PROMPT
Write each line out a second time, exactly as shown below.

EXERCISE DATA
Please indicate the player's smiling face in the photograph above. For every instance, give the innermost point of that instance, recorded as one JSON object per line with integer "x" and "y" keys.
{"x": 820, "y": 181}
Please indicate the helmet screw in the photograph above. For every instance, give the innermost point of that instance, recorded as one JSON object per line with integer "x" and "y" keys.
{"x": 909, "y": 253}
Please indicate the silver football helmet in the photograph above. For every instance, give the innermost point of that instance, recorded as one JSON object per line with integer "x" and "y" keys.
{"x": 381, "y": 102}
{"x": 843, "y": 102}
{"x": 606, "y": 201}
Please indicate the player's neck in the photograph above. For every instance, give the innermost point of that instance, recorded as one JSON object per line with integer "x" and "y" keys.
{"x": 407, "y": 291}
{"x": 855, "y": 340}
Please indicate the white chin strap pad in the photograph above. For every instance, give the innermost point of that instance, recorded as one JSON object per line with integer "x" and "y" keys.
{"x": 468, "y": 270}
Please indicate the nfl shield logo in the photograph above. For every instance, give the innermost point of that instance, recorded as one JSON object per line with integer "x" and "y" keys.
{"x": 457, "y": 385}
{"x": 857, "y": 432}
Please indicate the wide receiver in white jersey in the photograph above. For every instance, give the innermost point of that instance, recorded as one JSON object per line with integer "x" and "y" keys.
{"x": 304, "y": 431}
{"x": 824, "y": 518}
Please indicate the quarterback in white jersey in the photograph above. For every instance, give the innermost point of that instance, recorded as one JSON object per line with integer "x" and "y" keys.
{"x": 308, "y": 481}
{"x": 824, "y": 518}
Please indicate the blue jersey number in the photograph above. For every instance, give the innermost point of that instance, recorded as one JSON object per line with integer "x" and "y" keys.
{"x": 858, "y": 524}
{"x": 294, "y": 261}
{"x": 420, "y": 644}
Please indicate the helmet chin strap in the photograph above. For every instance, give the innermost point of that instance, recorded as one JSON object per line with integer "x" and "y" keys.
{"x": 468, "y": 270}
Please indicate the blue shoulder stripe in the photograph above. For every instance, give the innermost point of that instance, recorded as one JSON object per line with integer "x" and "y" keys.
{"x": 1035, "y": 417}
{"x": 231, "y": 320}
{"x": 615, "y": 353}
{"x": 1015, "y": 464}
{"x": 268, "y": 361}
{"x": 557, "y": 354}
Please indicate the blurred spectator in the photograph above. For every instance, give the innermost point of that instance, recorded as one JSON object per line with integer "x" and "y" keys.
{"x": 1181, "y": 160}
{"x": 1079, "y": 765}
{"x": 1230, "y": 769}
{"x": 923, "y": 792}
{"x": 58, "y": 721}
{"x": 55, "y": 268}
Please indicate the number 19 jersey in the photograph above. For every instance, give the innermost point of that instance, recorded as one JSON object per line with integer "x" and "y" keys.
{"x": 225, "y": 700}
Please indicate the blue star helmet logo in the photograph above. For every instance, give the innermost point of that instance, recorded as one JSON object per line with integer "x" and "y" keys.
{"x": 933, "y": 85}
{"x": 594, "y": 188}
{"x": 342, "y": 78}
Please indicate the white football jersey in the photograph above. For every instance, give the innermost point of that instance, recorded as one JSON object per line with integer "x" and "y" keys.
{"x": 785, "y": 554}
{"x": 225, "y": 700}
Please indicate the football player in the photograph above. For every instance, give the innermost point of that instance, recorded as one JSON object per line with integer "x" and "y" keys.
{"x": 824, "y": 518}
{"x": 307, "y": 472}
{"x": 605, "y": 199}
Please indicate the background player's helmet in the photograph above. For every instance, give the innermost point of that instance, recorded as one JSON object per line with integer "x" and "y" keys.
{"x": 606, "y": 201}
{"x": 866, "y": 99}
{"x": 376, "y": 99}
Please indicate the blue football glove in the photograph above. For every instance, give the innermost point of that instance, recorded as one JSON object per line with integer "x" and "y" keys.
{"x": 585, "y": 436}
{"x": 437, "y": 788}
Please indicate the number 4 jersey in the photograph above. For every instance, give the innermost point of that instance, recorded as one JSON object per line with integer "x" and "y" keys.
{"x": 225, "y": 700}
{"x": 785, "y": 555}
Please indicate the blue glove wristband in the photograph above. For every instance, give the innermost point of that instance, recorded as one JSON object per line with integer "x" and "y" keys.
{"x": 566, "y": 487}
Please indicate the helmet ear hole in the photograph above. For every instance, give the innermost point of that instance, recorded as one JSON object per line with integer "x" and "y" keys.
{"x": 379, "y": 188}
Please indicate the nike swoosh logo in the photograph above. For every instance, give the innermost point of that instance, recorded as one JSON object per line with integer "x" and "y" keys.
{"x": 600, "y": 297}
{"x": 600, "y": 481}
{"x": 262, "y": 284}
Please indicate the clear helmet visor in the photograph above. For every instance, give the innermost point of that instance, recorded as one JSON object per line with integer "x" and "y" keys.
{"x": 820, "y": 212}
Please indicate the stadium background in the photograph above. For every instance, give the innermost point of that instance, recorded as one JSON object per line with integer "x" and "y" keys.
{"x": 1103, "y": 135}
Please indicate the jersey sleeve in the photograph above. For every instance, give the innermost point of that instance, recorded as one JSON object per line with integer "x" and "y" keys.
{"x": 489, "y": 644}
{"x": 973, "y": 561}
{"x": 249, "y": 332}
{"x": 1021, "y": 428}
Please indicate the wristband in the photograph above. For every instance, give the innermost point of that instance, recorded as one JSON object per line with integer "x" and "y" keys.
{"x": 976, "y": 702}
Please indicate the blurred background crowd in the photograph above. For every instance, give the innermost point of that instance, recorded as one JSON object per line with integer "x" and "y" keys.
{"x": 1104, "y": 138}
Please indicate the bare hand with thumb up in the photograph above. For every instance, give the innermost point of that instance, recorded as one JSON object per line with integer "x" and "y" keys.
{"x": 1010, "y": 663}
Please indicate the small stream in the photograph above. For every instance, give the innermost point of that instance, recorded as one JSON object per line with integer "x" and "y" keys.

ANSWER
Please indicate the player's smiling face in the photograph above. For every instance, give the innermost point of that instance, recorded as one JSON object per line with integer "x" and "y" keys.
{"x": 820, "y": 181}
Please indicate the helmet screw in the photograph above. For every instance, give the innermost point of that instance, recorded as one JSON object per line with integer "x" and "y" keys.
{"x": 909, "y": 253}
Please indicate the silver football helmet in the photograph above. For every instance, give the innermost point of that instance, recorded as one JSON object per line with integer "x" and "y" keys.
{"x": 381, "y": 102}
{"x": 843, "y": 102}
{"x": 606, "y": 201}
Please indicate the player's neck in the photograph above. For every instance, give the innermost point of that instance, recorded as one JSON object per line with integer "x" and "y" keys.
{"x": 407, "y": 291}
{"x": 855, "y": 340}
Please indicate the white chin strap pad in the photograph above. For every instance, give the innermost point of that instance, recorded as one JSON object per line with integer "x" and "y" keys.
{"x": 468, "y": 270}
Please indicate the nfl shield logo in the photograph above. For every instance, give the innermost point of that instance, recorded as one JSON object per line with integer "x" and "y" keys.
{"x": 457, "y": 385}
{"x": 857, "y": 432}
Please indicate the wide receiver in white jersey in the photograph above. For every instance, give the innermost point of that instance, recorded as one JSON object per line with integer "x" and "y" keys.
{"x": 304, "y": 431}
{"x": 824, "y": 518}
Please indicate the quarterback in white jersey in the photograph above. For every instance, give the innermost point of that instance, recorded as one JSON object per line with integer "x" and "y" keys.
{"x": 308, "y": 481}
{"x": 824, "y": 518}
Please indicate the blue jersey number in the photograph above. For every instance, give the innermost point of that instance, recorded as one JSON object per line with integer "x" and "y" keys.
{"x": 858, "y": 524}
{"x": 294, "y": 261}
{"x": 420, "y": 644}
Please indicate the helmet chin strap in the photograph above. For every instance, give the innermost point of that instance, recorded as one JSON object per line with integer "x" and "y" keys.
{"x": 468, "y": 270}
Please indicate the blue shoulder stripe in the photograph above. For every instance, give the innermost point of that instance, recorded as one JSON object per line with integer "x" and "y" keys.
{"x": 1035, "y": 417}
{"x": 231, "y": 320}
{"x": 615, "y": 353}
{"x": 1015, "y": 464}
{"x": 268, "y": 361}
{"x": 557, "y": 354}
Please indicate the blurred spectator in the photograph above. For every instance, give the innermost point of that instance, recorded as one JSON object per line with integer "x" and "y" keys.
{"x": 1181, "y": 160}
{"x": 1079, "y": 765}
{"x": 1230, "y": 769}
{"x": 923, "y": 792}
{"x": 58, "y": 721}
{"x": 55, "y": 268}
Please indicate the number 19 jersey in the photograph above. For every instance, give the innermost point of that instance, recorded as one JSON object per line with integer "x" and "y" keys.
{"x": 225, "y": 700}
Please indicate the blue star helmet logo in the photograph above. For every instance, give the innermost point of that instance, recorded as one JSON object per line with integer "x" and "y" keys.
{"x": 933, "y": 85}
{"x": 594, "y": 188}
{"x": 342, "y": 78}
Please indicate the white football jersey in the photograph above. For every instance, give the innermost point of that instance, recorded as one JSON object per line with integer "x" and "y" keys.
{"x": 785, "y": 554}
{"x": 225, "y": 700}
Please indicate the football player in the photograph above. For every instance, give the innermost point of that instance, recorded as one JSON object per line with integer "x" and "y" keys.
{"x": 824, "y": 518}
{"x": 307, "y": 472}
{"x": 605, "y": 199}
Please indicate the background player's helmet in the photograph above. For every instance, give the innermost point of that instance, recorded as one JSON object per line with integer "x" and "y" keys.
{"x": 606, "y": 201}
{"x": 866, "y": 99}
{"x": 376, "y": 99}
Please indicate the blue football glove in the photograph above. For every instance, give the innermost point of that instance, recorded as one JSON object per line with integer "x" and "y" keys.
{"x": 585, "y": 436}
{"x": 437, "y": 788}
Please indicate the number 4 jersey in the photograph above. For every instance, give the innermost point of that instance, recorded as one JSON object per line with integer "x" and "y" keys.
{"x": 225, "y": 700}
{"x": 785, "y": 555}
Please indicate the blue glove wristband in the photograph above. For every instance, give the innermost point of that instance, recorded as one JSON object per line with integer "x" and "y" keys.
{"x": 566, "y": 487}
Please indicate the helmet ear hole in the photograph above. For every instance, give the innermost point of that instance, recorded as one JSON object per line with integer "x" and "y" keys.
{"x": 379, "y": 188}
Please indicate the nike swoosh logo in the photograph above. For every instance, give the innermost point of that instance, recorded as one JSON object per line with integer "x" and "y" keys.
{"x": 600, "y": 297}
{"x": 600, "y": 481}
{"x": 262, "y": 284}
Please indicate the clear helmet visor in the photograph above. For every instance, give the innermost point of that instance, recorded as one JSON object per line with integer "x" and "y" keys.
{"x": 820, "y": 212}
Please indicate the stadium background in the photograph above. For every instance, give the innermost point of that instance, recorded as one JSON object per line with integer "x" and "y" keys.
{"x": 1103, "y": 135}
Please indicate the jersey sleeve in the photograph above. For every instance, give the innermost point of that instance, recorded as one JSON object per line with integer "x" and "y" keys.
{"x": 489, "y": 644}
{"x": 973, "y": 561}
{"x": 249, "y": 332}
{"x": 1021, "y": 428}
Please indicate the wristband in the photograph above. For every instance, give the innermost point of that instance, recorded as one JSON object per line with integer "x" and "y" keys.
{"x": 976, "y": 702}
Please indicate the blurred background crowd in the photograph above. For every instance, give the innermost point of that instance, recorded as one JSON object per line with integer "x" and "y" keys.
{"x": 1104, "y": 138}
Please indicate the bare hand with thumb up in the photograph above. For every instance, give the innermost point of that instance, recorded as one JSON object per line with integer "x" and "y" keys.
{"x": 1010, "y": 663}
Please indicate the small stream in the photograph above. For every instance, give the innermost point of that instance, recorded as one JSON object per line with integer "x" and "y" keys.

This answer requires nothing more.